▶ DOCUMENT SECTION
Monday, Feb. 09, 1931
Gandhi at Large
Reluctantly in Yerovda jail, Poona, last fortnight, emaciated St. Gandhi packed up his books, his boxes of letters, his spinning wheel that has busied him for the past eight months. Anxious jailers urged him to hurry lest he miss his train. Said the Mahatma:
"I expect to be back here within two months. I am not at all happy at the thought of entering again the whirlpool of life in the outside world. ... I cannot bear the thought of enjoying my individual liberty while tens of thousands of my brothers and sisters remain in jail."
Reporters anxiously followed St. Gandhi in his first days of freedom last week to see what steps he was taking to insure his rearrest. The delicate progress of British-Nationalist relations struck an immediate snag when the Nationalist leaders, apparently directly inspired by the Mahatma, announced that civil disobedience would not be called off until all political prisoners were released. British authorities insisted that there would be no general release of political prisoners until civil disobedience was ended.
In Bombay so excited grew the crowd assembled to see St. Gandhi that it crushed one woman to death, sent 31 people to the hospital. Resolutely twirling his little spinning wheel, the Mahatma moved on to Allahabad where he was scheduled to visit the bedside of venerable Pandit Motilal Nehru, father of the present president of the Nationalist Congress, to discuss Prime Minister MacDonald's offer of Limited Dominion Status, later to make an important speech.

▶ EXERCISE DATA
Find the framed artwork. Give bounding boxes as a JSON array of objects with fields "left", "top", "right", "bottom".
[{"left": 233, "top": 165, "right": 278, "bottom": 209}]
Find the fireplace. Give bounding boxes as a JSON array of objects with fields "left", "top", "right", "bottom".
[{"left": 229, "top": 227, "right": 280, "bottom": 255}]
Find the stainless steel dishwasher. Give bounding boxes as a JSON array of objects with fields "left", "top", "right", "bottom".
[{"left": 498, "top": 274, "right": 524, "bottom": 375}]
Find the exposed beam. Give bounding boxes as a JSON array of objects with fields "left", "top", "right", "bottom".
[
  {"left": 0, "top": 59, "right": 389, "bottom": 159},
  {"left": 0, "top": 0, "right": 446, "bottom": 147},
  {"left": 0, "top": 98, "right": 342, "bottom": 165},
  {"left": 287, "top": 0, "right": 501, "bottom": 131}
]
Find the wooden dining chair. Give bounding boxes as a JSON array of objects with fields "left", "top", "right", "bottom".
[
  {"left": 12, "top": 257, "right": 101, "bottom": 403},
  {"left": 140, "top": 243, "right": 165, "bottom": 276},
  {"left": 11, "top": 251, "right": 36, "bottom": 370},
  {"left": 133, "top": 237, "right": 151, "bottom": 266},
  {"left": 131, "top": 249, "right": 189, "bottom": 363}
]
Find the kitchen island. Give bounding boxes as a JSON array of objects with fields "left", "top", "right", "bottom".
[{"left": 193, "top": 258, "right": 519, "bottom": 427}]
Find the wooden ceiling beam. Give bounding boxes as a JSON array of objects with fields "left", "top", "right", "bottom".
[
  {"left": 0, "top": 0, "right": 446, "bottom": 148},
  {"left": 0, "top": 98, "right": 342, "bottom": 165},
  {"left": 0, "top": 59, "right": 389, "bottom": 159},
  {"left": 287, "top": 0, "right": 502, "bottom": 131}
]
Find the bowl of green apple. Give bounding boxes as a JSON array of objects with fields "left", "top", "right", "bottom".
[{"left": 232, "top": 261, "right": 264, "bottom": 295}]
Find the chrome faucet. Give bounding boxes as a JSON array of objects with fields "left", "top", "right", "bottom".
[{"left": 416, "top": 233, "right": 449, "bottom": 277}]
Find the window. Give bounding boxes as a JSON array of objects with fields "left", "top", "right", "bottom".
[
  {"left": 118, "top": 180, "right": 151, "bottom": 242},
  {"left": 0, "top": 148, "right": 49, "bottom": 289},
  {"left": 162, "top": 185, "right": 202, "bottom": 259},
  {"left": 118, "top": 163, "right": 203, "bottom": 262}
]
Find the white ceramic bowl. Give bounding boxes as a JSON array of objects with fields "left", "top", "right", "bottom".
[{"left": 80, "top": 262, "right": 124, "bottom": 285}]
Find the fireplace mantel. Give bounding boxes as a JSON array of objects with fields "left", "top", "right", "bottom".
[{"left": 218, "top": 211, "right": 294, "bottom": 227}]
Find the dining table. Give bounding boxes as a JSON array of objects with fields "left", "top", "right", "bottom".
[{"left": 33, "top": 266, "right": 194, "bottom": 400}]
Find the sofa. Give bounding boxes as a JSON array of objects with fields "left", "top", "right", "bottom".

▶ EXERCISE TASKS
(1) In the article on Gandhi's release from jail, how many people did the crowd in Bombay send to the hospital?
(2) Retype the passage of the Gandhi article that begins at the words "In Bombay so" and stops after "an important speech.".

▶ RESULTS BY TASK
(1) 31 people

(2)
In Bombay so excited grew the crowd assembled to see St. Gandhi that it crushed one woman to death, sent 31 people to the hospital. Resolutely twirling his little spinning wheel, the Mahatma moved on to Allahabad where he was scheduled to visit the bedside of venerable Pandit Motilal Nehru, father of the present president of the Nationalist Congress, to discuss Prime Minister MacDonald's offer of Limited Dominion Status, later to make an important speech.